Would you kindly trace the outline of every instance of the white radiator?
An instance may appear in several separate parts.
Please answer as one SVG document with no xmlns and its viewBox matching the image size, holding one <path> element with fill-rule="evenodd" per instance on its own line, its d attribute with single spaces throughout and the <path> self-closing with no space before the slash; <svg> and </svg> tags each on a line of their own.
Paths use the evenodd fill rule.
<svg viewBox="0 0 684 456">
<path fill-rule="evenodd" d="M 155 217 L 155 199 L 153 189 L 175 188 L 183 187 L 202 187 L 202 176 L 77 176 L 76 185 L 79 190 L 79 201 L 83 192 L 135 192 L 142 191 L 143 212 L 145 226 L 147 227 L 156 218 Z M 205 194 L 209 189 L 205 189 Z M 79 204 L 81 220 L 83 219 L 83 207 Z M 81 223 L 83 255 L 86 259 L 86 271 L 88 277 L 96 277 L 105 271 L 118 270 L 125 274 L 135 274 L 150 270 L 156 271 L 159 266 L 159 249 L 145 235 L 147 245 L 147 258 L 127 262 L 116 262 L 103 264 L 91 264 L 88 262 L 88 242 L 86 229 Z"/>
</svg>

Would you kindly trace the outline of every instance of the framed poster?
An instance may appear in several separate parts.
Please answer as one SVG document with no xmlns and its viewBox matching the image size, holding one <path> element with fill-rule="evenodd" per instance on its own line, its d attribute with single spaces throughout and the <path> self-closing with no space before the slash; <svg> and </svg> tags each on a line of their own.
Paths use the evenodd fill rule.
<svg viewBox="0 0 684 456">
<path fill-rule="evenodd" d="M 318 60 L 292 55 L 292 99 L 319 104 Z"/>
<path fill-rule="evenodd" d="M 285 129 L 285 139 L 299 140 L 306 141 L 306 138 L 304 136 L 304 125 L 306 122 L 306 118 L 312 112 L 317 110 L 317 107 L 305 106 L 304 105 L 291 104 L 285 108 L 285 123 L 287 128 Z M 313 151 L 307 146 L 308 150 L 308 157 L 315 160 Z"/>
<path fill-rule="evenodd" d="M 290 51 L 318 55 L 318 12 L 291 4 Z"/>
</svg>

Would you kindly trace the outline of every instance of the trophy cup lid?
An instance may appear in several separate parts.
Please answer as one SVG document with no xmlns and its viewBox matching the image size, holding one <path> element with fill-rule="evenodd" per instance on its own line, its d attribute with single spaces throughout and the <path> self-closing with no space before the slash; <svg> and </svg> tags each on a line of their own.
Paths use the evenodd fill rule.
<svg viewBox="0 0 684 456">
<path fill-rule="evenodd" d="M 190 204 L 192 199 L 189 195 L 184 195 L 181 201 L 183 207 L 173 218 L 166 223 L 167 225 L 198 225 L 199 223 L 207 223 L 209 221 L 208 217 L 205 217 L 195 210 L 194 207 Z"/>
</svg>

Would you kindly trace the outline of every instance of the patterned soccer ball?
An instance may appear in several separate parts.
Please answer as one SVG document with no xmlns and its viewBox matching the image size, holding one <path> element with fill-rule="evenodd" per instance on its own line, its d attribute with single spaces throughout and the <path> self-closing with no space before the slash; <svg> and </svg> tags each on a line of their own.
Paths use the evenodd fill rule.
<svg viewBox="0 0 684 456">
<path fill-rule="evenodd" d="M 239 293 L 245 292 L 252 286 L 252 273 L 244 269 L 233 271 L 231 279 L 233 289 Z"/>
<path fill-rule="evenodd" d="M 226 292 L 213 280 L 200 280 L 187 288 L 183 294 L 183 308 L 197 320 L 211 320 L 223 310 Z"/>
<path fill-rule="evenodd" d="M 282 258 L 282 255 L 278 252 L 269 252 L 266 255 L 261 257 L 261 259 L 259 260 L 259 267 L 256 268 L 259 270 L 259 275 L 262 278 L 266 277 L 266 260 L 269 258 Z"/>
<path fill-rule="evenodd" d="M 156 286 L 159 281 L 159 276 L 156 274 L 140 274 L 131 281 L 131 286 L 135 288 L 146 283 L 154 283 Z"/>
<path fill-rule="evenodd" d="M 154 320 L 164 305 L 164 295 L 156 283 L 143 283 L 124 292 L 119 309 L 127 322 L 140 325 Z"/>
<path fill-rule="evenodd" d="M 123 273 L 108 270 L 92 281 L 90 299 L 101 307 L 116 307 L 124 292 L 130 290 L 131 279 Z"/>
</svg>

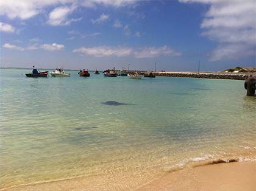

**Written task:**
Convert every line of the rows above into a single numbered list, skipping blank lines and leaving out the pictures.

**Answer to this task:**
1. Would you kindly trace the outline of every instance of the white radiator?
2. An instance may appear in several separate parts.
3. Please answer as one SVG document with no xmlns and its viewBox matching the image size, holding one <path> element with fill-rule="evenodd" per instance on its own line, its d attribute with single spaces throughout and the <path> self-closing with no space before the slash; <svg> and </svg> tags each on a line of their own.
4. Paths use the evenodd fill rule.
5. <svg viewBox="0 0 684 456">
6. <path fill-rule="evenodd" d="M 155 217 L 155 199 L 153 189 L 175 188 L 183 187 L 202 187 L 202 176 L 77 176 L 76 185 L 79 190 L 79 201 L 83 192 L 135 192 L 142 191 L 143 212 L 145 226 L 147 227 L 156 218 Z M 205 194 L 209 189 L 205 189 Z M 79 204 L 81 220 L 83 219 L 83 207 Z M 81 223 L 83 255 L 86 259 L 86 271 L 88 277 L 96 277 L 105 271 L 118 270 L 125 274 L 135 274 L 150 270 L 156 271 L 159 266 L 159 249 L 145 235 L 147 245 L 147 258 L 127 262 L 116 262 L 103 264 L 91 264 L 88 262 L 88 242 L 86 229 Z"/>
7. </svg>
8. Would you kindly trace the outline of every instance of the framed poster?
9. An instance may appear in several separate parts.
10. Please answer as one SVG document with no xmlns and its viewBox matching the image size, holding one <path> element with fill-rule="evenodd" per instance on its own line, its d attribute with single spaces throughout and the <path> self-closing with no space before the slash; <svg> and </svg> tags each on a line of their own.
11. Paths use the evenodd fill rule.
12. <svg viewBox="0 0 684 456">
13. <path fill-rule="evenodd" d="M 318 60 L 292 55 L 292 99 L 319 104 Z"/>
14. <path fill-rule="evenodd" d="M 285 129 L 285 139 L 299 140 L 306 141 L 306 138 L 304 136 L 304 125 L 306 122 L 306 118 L 312 112 L 317 110 L 317 107 L 305 106 L 304 105 L 291 104 L 285 108 L 285 123 L 287 128 Z M 313 151 L 307 146 L 308 150 L 308 157 L 315 160 Z"/>
15. <path fill-rule="evenodd" d="M 290 51 L 318 55 L 318 12 L 291 4 Z"/>
16. </svg>
17. Would you kindly trace the outline of every instance of the trophy cup lid?
18. An instance may appear in several separate parts.
19. Please answer as one SVG document with no xmlns and its viewBox matching the image size, holding one <path> element with fill-rule="evenodd" per instance on its own line, its d attribute with single spaces throughout and the <path> self-closing with no space before the slash; <svg> and </svg> tags each on a line of their own.
20. Paths use the evenodd fill rule.
21. <svg viewBox="0 0 684 456">
22. <path fill-rule="evenodd" d="M 190 204 L 192 199 L 189 195 L 184 195 L 181 201 L 183 207 L 173 218 L 166 223 L 167 225 L 198 225 L 199 223 L 207 223 L 209 221 L 208 217 L 205 217 L 195 210 L 194 207 Z"/>
23. </svg>
24. Would you kindly trace the outline of every instance of the patterned soccer ball?
25. An instance may appear in several separate parts.
26. Please answer as one SVG document with no xmlns and its viewBox matching the image size, holding one <path> element with fill-rule="evenodd" per instance on its own line, its d attribute with single spaces throughout and the <path> self-closing with no space before the slash; <svg> and </svg> tags each on a line of their own.
27. Paths use the evenodd fill rule.
28. <svg viewBox="0 0 684 456">
29. <path fill-rule="evenodd" d="M 239 293 L 245 292 L 252 286 L 252 273 L 244 269 L 233 271 L 231 279 L 233 289 Z"/>
30. <path fill-rule="evenodd" d="M 226 292 L 213 280 L 200 280 L 187 288 L 183 294 L 183 308 L 197 320 L 211 320 L 223 310 Z"/>
31. <path fill-rule="evenodd" d="M 282 258 L 282 255 L 278 252 L 269 252 L 266 255 L 261 257 L 261 259 L 259 260 L 259 267 L 256 268 L 259 270 L 259 275 L 262 278 L 266 277 L 266 260 L 269 258 Z"/>
32. <path fill-rule="evenodd" d="M 156 286 L 159 281 L 159 276 L 156 274 L 140 274 L 131 281 L 131 286 L 135 288 L 146 283 L 154 283 Z"/>
33. <path fill-rule="evenodd" d="M 154 320 L 164 305 L 164 295 L 156 283 L 143 283 L 124 292 L 119 309 L 127 322 L 140 325 Z"/>
34. <path fill-rule="evenodd" d="M 123 273 L 108 270 L 92 281 L 90 299 L 101 307 L 116 307 L 124 292 L 130 290 L 131 279 Z"/>
35. </svg>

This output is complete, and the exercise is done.